* **PROBLEM STATEMENT**: Copy out the entries below with each "photograph" replaced by "image" and everything else left as it is. Leave the pictures out.

━━━━

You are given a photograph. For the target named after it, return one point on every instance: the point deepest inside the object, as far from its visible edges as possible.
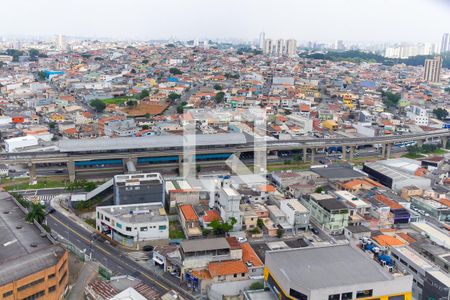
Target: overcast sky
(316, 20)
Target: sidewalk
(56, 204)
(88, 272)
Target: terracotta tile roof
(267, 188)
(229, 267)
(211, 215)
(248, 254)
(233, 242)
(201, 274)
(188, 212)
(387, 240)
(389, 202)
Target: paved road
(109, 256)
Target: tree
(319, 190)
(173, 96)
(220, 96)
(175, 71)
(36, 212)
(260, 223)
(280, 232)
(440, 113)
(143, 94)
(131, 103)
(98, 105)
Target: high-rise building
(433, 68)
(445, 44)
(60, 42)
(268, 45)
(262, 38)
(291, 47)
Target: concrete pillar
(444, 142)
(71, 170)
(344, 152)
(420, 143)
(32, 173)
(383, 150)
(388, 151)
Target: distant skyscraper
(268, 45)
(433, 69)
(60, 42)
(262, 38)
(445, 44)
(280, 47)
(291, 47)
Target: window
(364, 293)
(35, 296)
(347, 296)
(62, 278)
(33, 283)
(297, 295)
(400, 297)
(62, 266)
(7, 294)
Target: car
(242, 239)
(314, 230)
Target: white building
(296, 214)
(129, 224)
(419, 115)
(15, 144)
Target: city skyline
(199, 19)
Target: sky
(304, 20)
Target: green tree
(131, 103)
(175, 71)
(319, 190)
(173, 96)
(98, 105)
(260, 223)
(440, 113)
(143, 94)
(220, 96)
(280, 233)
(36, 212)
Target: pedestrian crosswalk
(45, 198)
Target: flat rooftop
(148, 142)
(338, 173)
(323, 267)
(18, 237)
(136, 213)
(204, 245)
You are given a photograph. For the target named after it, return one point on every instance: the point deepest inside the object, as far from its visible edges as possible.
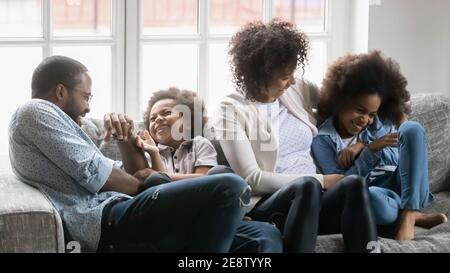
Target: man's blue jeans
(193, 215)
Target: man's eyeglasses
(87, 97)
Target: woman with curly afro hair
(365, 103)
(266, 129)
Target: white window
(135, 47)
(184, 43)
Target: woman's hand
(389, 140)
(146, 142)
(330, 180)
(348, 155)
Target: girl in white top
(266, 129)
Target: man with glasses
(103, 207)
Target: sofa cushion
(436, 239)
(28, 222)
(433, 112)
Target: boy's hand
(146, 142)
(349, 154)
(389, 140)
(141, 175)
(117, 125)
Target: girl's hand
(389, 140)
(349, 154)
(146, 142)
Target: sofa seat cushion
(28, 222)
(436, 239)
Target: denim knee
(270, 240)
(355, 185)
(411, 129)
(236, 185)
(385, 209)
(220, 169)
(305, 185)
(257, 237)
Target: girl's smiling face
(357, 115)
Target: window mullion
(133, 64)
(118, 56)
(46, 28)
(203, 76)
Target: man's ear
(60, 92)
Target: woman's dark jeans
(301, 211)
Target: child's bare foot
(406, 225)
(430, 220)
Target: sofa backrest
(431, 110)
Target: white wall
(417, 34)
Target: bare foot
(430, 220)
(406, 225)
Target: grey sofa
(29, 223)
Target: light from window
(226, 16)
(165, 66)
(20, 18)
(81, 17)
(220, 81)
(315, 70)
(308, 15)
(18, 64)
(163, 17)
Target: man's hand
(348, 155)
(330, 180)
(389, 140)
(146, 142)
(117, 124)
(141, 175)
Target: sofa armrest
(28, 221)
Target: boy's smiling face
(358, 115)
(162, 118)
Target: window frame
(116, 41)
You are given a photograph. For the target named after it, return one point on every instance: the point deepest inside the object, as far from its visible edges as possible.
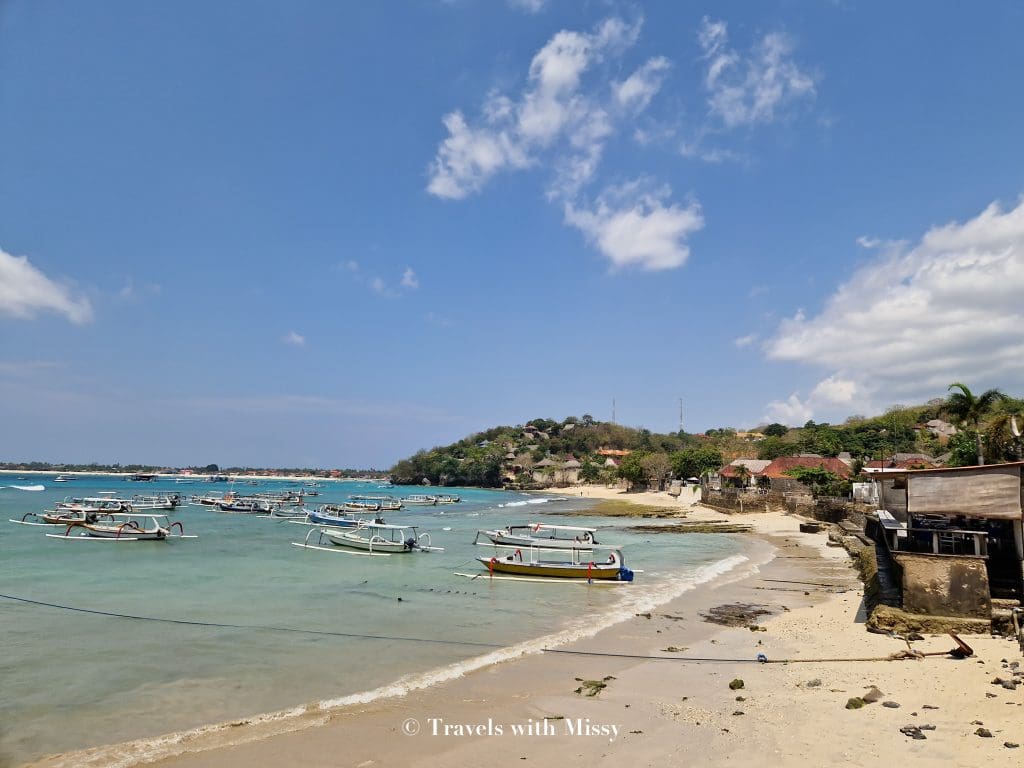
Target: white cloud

━━━━

* **WORKED ANSWER**:
You are given a image. For the target named after it, return one point on every instance: the point deepest inside the object, as far from its visible edges as possible.
Target: overcast sky
(316, 20)
Target: sidewalk
(56, 204)
(88, 272)
Target: terracotta tile roof
(267, 188)
(229, 267)
(211, 215)
(248, 254)
(233, 242)
(201, 274)
(188, 212)
(387, 240)
(389, 202)
Target: paved road
(109, 256)
Target: tree
(319, 190)
(173, 96)
(220, 96)
(175, 71)
(36, 212)
(260, 223)
(280, 232)
(440, 113)
(143, 94)
(131, 103)
(98, 105)
Target: high-rise building
(433, 68)
(445, 44)
(60, 42)
(268, 45)
(262, 38)
(291, 47)
Target: concrete pillar
(444, 142)
(71, 170)
(344, 152)
(420, 143)
(32, 173)
(383, 150)
(388, 151)
Target: distant skyscraper
(268, 45)
(433, 69)
(60, 42)
(262, 38)
(445, 44)
(280, 47)
(291, 47)
Target: window
(364, 293)
(35, 296)
(347, 296)
(62, 278)
(33, 283)
(297, 295)
(400, 297)
(62, 266)
(7, 294)
Target: car
(242, 239)
(314, 230)
Target: white building
(296, 214)
(129, 224)
(419, 115)
(15, 144)
Target: city skyline
(199, 19)
Target: sky
(304, 20)
Target: green tree
(131, 103)
(175, 71)
(319, 190)
(173, 96)
(98, 105)
(260, 223)
(440, 113)
(143, 94)
(220, 96)
(280, 233)
(36, 212)
Target: pedestrian crosswalk
(45, 198)
Target: flat rooftop
(148, 142)
(338, 173)
(323, 267)
(18, 237)
(136, 213)
(204, 245)
You are given a image. For the target named after it, return one point on every instance: the point deepest inside the object, as far from its visible edges as possible.
Target: man's blue jeans
(193, 215)
Target: man's eyeglasses
(87, 97)
Target: woman with curly afro hair
(365, 103)
(266, 129)
Target: white window
(135, 47)
(184, 43)
Target: woman's hand
(389, 140)
(146, 142)
(330, 180)
(348, 155)
Target: girl in white top
(266, 129)
Target: man with glasses
(103, 207)
Target: sofa cushion
(436, 239)
(28, 222)
(433, 112)
Target: boy's hand
(146, 142)
(349, 154)
(389, 140)
(141, 175)
(117, 125)
Target: girl's hand
(389, 140)
(349, 154)
(146, 142)
Target: sofa seat cushion
(28, 222)
(436, 239)
Target: denim knee
(270, 240)
(355, 185)
(411, 129)
(236, 185)
(385, 209)
(220, 169)
(305, 185)
(257, 237)
Target: girl's smiling face
(357, 115)
Target: window mullion
(133, 64)
(118, 56)
(46, 28)
(203, 76)
Target: man's ear
(60, 92)
Target: woman's dark jeans
(301, 211)
Target: child's bare foot
(406, 225)
(430, 220)
Target: sofa backrest
(431, 110)
Target: white wall
(417, 34)
Target: bare foot
(430, 220)
(406, 225)
Target: grey sofa
(29, 223)
Target: light from window
(226, 16)
(165, 66)
(20, 18)
(81, 17)
(220, 81)
(315, 70)
(308, 15)
(18, 64)
(163, 17)
Target: man's hand
(348, 155)
(330, 180)
(389, 140)
(146, 142)
(117, 124)
(141, 175)
Target: sofa armrest
(28, 221)
Target: boy's smiling face
(358, 115)
(162, 118)
Target: window frame
(116, 41)
You are given a image. For the target named after it, return one point on every instance: the point deepest inside the object, as far from its visible edges as possible.
Target: white cloud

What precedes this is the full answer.